[Saved entries]
◆ ◆ ◆ ◆ ◆
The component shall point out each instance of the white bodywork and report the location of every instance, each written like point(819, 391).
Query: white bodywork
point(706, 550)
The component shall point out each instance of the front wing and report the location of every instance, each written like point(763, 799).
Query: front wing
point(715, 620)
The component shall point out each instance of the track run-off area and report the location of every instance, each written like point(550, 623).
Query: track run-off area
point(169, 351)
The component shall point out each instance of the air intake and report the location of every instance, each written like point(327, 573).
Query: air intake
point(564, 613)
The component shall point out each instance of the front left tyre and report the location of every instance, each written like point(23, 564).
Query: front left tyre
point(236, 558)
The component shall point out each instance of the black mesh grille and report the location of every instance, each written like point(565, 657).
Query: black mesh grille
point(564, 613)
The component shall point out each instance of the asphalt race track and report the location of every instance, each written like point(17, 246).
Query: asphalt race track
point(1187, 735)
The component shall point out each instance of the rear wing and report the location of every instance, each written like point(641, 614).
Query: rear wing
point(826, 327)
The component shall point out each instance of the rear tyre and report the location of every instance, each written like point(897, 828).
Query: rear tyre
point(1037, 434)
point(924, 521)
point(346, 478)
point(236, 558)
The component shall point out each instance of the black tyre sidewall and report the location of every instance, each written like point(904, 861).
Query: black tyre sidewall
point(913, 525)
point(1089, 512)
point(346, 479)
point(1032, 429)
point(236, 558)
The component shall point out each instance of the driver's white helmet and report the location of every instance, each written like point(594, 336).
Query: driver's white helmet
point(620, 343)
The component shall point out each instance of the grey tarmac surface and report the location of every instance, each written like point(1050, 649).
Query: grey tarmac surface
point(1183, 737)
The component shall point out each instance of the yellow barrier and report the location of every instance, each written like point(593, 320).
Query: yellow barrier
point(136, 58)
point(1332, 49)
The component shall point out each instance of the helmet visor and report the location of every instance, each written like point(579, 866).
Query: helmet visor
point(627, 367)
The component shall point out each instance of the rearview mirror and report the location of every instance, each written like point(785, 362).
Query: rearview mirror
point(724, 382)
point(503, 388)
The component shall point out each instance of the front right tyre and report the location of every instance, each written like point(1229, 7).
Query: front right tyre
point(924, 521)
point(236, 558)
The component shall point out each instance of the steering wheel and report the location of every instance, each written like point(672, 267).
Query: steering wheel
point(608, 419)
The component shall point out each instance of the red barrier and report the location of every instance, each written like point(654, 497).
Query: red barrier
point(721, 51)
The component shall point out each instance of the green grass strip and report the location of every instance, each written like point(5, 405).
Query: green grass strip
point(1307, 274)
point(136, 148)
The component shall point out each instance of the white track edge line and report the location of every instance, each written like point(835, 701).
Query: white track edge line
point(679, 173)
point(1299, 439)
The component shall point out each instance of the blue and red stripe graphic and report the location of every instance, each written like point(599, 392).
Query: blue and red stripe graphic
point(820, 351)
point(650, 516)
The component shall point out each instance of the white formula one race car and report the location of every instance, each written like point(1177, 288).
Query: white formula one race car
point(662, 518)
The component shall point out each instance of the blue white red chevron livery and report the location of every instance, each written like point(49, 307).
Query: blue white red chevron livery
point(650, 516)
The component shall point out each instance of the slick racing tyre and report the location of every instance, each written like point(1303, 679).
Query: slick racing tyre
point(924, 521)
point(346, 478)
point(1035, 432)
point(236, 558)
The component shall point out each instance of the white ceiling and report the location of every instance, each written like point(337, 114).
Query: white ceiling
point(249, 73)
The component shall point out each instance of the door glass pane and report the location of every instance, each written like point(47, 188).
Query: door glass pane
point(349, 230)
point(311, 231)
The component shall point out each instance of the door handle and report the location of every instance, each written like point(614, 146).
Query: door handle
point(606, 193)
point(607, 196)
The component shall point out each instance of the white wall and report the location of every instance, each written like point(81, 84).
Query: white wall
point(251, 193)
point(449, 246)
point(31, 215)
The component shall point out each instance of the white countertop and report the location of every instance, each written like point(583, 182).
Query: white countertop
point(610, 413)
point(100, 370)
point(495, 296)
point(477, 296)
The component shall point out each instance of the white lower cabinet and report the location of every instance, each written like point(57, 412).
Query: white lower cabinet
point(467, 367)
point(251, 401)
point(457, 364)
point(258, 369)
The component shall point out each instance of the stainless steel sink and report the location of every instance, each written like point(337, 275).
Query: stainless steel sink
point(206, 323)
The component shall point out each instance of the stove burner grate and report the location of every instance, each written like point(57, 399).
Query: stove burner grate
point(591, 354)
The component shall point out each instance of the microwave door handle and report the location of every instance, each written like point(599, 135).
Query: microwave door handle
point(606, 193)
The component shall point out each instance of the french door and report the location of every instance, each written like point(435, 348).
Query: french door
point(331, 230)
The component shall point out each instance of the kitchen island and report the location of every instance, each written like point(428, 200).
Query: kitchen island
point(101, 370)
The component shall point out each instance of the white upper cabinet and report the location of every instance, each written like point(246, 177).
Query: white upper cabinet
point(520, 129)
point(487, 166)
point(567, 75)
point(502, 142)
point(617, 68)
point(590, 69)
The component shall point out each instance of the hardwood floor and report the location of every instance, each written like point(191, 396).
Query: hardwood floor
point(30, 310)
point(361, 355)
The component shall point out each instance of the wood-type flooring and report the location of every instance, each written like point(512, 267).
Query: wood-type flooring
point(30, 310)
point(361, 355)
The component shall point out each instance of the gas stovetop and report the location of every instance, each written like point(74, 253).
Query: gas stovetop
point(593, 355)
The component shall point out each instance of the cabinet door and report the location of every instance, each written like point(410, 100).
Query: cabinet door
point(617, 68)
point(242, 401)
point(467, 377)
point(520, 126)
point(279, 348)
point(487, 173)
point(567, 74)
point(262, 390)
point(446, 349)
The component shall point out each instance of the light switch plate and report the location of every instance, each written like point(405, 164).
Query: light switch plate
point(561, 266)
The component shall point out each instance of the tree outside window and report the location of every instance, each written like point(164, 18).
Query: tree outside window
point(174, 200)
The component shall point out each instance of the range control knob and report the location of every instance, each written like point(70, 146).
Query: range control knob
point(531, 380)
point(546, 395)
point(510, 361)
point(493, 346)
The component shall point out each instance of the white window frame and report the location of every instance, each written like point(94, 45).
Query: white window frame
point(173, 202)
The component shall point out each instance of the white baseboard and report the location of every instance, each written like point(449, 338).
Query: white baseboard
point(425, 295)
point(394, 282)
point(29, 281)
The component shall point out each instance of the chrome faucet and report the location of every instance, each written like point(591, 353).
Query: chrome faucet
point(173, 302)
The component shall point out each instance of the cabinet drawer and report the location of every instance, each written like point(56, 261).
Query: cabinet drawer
◆ ◆ ◆ ◆ ◆
### What to produce
Copy all the records above exactly, missing none.

### Finished task
The component shall point out each instance of the white bodywork and report the location of every instance, each written like point(819, 391).
Query: white bodywork
point(706, 550)
The component shall point out each instance of the front wing and report the location of every instance, each written like point(763, 799).
Query: front wing
point(715, 620)
The component shall point out each instance of the track run-off area and report the location of every instance, each written like point(550, 623).
Query: track run-off area
point(169, 351)
The component shall point out each instance of the air intake and report the location of every instance, each written like point(327, 573).
Query: air intake
point(564, 613)
The component shall point out each instance of the front left tyre and report the location of every instance, each written like point(23, 564).
Query: front left tyre
point(236, 558)
The component shall point out each instance of the black mesh grille and report the location of every instance, each written like point(565, 657).
Query: black mesh grille
point(564, 613)
The component shall point out each instance of the asphalt race track and report the location of every instance, each written like point(17, 246).
Query: asphalt race track
point(1187, 735)
The component shall point out each instance of the rear wing and report the location of every instance, each written like point(641, 614).
Query: rear wing
point(826, 327)
The component shall point out each instance of the rear tyre and report the location of every instance, each written like point(897, 828).
Query: rear tyre
point(1037, 434)
point(924, 521)
point(346, 478)
point(236, 558)
The component shall point out each instance of the black tyre sidewall and report the location of every instance, each written like point(904, 861).
Query: black tyre sidewall
point(913, 525)
point(1089, 512)
point(346, 479)
point(1032, 429)
point(236, 558)
The component shall point out each instance of the driver's white helmet and report the location of every instance, each written like point(594, 336).
Query: driver's white helmet
point(620, 343)
The component shall point out each instance of the grey tarmac surface and report the location of every instance, each written like point(1050, 649).
Query: grey tarmac surface
point(1183, 737)
The component shall point out each instance of the yellow barrier and report the location of every instance, each written like point(593, 320).
Query: yellow barrier
point(136, 58)
point(1332, 49)
The component shall point out each instance of the helmet visor and report the location of every instance, each written like point(579, 866).
Query: helmet visor
point(627, 367)
The component shall point out each instance of the rearview mirror and report the location of every instance, each written like point(785, 362).
Query: rearview mirror
point(724, 382)
point(503, 388)
The component shall point out each instance of the front right tyre and report the location of every instance, each written like point(1229, 7).
Query: front right tyre
point(924, 521)
point(236, 558)
The component shall point out each instance of the steering wheel and report the location of every instance, each written like point(672, 267).
Query: steering wheel
point(608, 419)
The component shall point out each instance of the red barrier and report the location of every instance, each written like point(654, 497).
Query: red barrier
point(721, 51)
The component shall point out each instance of the green grass strip and report the location of every instance, each written like point(5, 405).
Query: green grass strip
point(1307, 274)
point(136, 148)
The component shall point out each instance of the white track edge line and report the location of every instance, each written like point(835, 701).
Query: white track edge line
point(679, 173)
point(1299, 439)
The component shall point out each instance of the blue and red stripe graphic and report the location of every instance, each written like point(599, 392).
Query: blue and red stripe graphic
point(820, 351)
point(650, 516)
The component shall point out each instance of the white formula one race car and report the location of every instance, each written like point(1177, 288).
Query: white formula one race car
point(662, 518)
The component shall point out each instance of the blue white red chevron livery and report the location of every instance, each written like point(49, 307).
Query: blue white red chevron livery
point(650, 516)
The component shall point out each instance of the slick racing tyre and report the location of every instance, each written like point(1303, 679).
Query: slick racing tyre
point(924, 521)
point(346, 478)
point(1035, 432)
point(236, 558)
The component shall point out each instance of the white ceiling and report the location of every instance, each written like point(337, 114).
Query: white ceiling
point(249, 73)
The component shall point out each instance of the door glass pane and report the location of every instance, each written like point(47, 188).
Query: door glass pane
point(349, 230)
point(311, 231)
The component shall point out each instance of the door handle and report the location of every instance, each written like point(614, 146).
Query: door handle
point(606, 193)
point(607, 196)
The component shall point out each instance of the white wall and report the location of every instance, each written like point(81, 84).
Query: white wall
point(251, 193)
point(449, 246)
point(31, 215)
The component shall point out each instance of the white countertop and report the location of every instance, each written like point(583, 182).
Query: white countertop
point(610, 413)
point(100, 370)
point(495, 296)
point(477, 296)
The component shall point out each instance of the white lower cabinet and report the location of every instance, each written like point(57, 412).
Query: white lower cabinet
point(467, 367)
point(251, 401)
point(457, 364)
point(258, 369)
The component shall point out each instance of the stainless steel sink and report the location of every instance, each written like point(337, 275).
Query: stainless steel sink
point(206, 323)
The component shall point out each instance of the stove burner grate and report the location of every instance, each written like point(57, 399).
Query: stove burner grate
point(591, 354)
The component shall point out each instance of the microwave door handle and report the location of every instance, each written like point(599, 135).
Query: microwave door handle
point(606, 193)
The component shall point out each instance of the french door and report the location of every instance, each written like point(435, 348).
Query: french door
point(331, 230)
The component shall point out each instance of the kitchen island and report the location of every instance, each written like point(428, 200).
Query: kitchen island
point(101, 370)
The component shall point out each instance of the white upper cabinet and report the location of every instance, each written like point(246, 177).
Query: white upper cabinet
point(520, 129)
point(487, 166)
point(567, 75)
point(502, 142)
point(617, 68)
point(590, 69)
The component shall point out each instance of the hardwood floor and report the location of every instance, each written like point(191, 396).
Query: hardwood floor
point(30, 310)
point(361, 355)
The component shall point out each instance of the wood-type flooring and report the location of every instance, each written like point(512, 267).
Query: wood-type flooring
point(30, 310)
point(361, 355)
The component shall point out each instance of the gas stovetop and report the location of every instance, each written like point(74, 253).
Query: gas stovetop
point(593, 355)
The component shall point out each instance of the cabinet door and report the location of every instance, each written like point(410, 100).
Query: cabinet door
point(617, 68)
point(242, 401)
point(467, 377)
point(520, 126)
point(279, 348)
point(487, 173)
point(567, 74)
point(262, 390)
point(446, 349)
The component shall point out each instance of the light switch plate and report the location of every instance, each written like point(405, 164).
Query: light switch plate
point(561, 266)
The component shall point out each instance of the tree outside window and report the location of every instance, each written like point(164, 18).
Query: tree outside window
point(174, 200)
The component shall point out each instance of the range control knob and report the location of every instance, each written like point(70, 146).
Query: range control knob
point(531, 380)
point(546, 395)
point(510, 361)
point(493, 346)
The component shall point out each instance of the white window frame and report the location of every instance, each written like point(94, 45).
Query: white window frame
point(173, 202)
The component shall point out each instance of the white baseboard and report the location of every instance, each written like point(449, 338).
Query: white baseboard
point(425, 295)
point(394, 282)
point(29, 281)
The component shall point out each instance of the chrome faucet and report the location of every instance, each written like point(591, 353).
Query: chrome faucet
point(173, 302)
The component shall point out each instance of the cabinet drawer and report the location of every instance, each written like point(56, 261).
Query: cabinet drawer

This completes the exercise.